▶ _GIVEN DATA_:
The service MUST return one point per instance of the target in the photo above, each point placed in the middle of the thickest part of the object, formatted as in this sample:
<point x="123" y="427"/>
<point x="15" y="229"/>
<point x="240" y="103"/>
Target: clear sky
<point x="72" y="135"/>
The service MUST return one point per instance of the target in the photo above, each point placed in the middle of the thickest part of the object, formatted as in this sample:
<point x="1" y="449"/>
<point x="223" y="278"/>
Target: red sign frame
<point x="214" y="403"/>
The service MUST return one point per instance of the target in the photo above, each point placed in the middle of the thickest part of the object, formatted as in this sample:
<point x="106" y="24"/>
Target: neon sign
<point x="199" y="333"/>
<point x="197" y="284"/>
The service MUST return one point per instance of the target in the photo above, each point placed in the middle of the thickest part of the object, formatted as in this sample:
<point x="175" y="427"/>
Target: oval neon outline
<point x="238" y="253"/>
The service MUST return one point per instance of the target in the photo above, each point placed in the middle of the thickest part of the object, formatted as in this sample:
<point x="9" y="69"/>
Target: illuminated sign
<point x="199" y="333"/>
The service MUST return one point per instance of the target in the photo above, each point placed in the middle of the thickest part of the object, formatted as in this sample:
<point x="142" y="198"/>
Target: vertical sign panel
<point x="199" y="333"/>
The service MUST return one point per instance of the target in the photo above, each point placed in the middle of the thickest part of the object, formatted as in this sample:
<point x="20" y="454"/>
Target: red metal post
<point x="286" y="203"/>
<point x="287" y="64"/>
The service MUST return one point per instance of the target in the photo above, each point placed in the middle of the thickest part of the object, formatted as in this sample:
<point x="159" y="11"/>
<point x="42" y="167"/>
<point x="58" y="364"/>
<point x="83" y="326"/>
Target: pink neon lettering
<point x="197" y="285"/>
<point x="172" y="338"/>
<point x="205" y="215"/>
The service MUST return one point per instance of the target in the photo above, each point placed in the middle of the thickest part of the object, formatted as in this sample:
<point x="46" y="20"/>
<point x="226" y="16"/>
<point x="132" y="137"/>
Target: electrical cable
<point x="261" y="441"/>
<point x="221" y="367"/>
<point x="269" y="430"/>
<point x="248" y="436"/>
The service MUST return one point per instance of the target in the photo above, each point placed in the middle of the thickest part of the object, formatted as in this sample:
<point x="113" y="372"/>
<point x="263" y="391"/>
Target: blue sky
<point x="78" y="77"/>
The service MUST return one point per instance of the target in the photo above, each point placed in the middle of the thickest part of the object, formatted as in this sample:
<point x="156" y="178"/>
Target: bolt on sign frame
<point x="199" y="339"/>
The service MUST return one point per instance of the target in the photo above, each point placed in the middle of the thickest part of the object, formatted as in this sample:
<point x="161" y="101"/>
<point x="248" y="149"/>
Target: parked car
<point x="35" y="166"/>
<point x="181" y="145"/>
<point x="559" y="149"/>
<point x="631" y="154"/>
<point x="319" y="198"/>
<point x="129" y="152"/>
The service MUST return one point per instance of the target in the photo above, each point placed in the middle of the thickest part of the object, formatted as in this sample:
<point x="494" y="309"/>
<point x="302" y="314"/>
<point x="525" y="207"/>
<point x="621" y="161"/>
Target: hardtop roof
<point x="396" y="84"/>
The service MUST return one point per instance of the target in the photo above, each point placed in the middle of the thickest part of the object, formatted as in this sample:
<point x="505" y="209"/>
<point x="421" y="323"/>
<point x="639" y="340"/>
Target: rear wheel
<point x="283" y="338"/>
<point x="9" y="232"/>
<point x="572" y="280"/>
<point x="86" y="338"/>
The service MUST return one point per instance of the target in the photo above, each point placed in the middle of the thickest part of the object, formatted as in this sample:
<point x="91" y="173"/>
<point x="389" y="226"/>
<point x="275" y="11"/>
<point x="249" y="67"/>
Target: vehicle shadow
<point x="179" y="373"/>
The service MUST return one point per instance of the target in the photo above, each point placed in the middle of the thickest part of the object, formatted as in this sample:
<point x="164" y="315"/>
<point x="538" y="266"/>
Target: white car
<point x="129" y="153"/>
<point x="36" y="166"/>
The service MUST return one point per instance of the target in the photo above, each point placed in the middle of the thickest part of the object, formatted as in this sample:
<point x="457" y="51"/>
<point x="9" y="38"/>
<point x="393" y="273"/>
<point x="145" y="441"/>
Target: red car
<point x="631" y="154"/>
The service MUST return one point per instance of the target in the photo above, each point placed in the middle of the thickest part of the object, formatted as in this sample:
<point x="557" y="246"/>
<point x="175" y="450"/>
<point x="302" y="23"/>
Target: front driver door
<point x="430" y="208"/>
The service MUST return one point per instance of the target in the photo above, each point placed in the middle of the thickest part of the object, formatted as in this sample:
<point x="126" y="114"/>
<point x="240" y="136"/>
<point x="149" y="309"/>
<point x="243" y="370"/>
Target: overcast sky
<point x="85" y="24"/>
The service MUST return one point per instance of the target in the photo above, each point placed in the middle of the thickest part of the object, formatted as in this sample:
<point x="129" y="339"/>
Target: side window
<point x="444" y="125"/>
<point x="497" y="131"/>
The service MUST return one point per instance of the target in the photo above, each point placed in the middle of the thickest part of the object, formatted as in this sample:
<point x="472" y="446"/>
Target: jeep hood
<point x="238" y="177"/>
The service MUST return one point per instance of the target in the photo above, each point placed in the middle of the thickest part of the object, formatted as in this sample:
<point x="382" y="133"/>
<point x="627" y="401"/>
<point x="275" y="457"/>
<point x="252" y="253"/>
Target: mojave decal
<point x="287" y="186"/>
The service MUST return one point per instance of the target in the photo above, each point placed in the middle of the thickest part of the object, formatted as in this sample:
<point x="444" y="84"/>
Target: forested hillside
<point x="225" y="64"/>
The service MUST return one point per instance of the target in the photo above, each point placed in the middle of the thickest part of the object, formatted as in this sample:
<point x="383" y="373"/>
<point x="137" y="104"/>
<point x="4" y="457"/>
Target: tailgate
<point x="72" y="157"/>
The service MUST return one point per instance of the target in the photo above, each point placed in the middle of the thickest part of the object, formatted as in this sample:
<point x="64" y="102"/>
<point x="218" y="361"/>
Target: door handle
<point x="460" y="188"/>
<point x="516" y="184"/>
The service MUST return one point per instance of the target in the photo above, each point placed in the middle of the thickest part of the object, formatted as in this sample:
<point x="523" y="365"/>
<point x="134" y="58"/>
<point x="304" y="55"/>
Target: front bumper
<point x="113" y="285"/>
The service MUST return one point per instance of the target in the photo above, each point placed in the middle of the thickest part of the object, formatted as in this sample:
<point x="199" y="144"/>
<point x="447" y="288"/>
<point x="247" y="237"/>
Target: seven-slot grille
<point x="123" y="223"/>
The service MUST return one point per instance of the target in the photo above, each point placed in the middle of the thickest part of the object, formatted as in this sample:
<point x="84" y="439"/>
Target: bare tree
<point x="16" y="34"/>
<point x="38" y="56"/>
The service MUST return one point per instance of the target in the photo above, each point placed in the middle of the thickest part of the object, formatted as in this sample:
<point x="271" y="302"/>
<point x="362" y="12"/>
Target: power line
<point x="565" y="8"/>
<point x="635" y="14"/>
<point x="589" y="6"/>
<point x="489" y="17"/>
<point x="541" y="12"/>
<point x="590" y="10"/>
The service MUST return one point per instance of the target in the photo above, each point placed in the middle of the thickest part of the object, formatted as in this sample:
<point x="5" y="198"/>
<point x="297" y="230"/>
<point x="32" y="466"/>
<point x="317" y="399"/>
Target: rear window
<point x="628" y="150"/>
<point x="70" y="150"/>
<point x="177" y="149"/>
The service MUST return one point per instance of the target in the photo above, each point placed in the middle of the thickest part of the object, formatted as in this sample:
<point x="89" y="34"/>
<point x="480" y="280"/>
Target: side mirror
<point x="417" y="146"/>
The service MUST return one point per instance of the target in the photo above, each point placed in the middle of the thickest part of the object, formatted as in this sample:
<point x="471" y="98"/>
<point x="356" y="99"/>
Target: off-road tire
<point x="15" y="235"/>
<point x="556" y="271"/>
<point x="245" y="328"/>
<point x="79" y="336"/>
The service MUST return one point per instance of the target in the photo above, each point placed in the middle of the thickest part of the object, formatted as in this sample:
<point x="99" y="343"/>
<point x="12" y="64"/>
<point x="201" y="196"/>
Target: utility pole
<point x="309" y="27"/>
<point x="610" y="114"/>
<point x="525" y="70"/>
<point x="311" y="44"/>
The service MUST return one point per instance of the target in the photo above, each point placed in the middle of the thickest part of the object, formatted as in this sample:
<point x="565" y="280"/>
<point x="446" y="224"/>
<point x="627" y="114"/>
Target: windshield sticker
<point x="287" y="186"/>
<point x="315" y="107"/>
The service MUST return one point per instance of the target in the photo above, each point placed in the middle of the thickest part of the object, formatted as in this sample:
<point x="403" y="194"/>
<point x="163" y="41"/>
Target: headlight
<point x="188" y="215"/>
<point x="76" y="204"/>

▶ _EXERCISE PROMPT_:
Could you gather every line in the listing above that contains the word "door" and copy each of those lines in full?

▶ _TASK ANSWER_:
Target: front driver door
Target: door handle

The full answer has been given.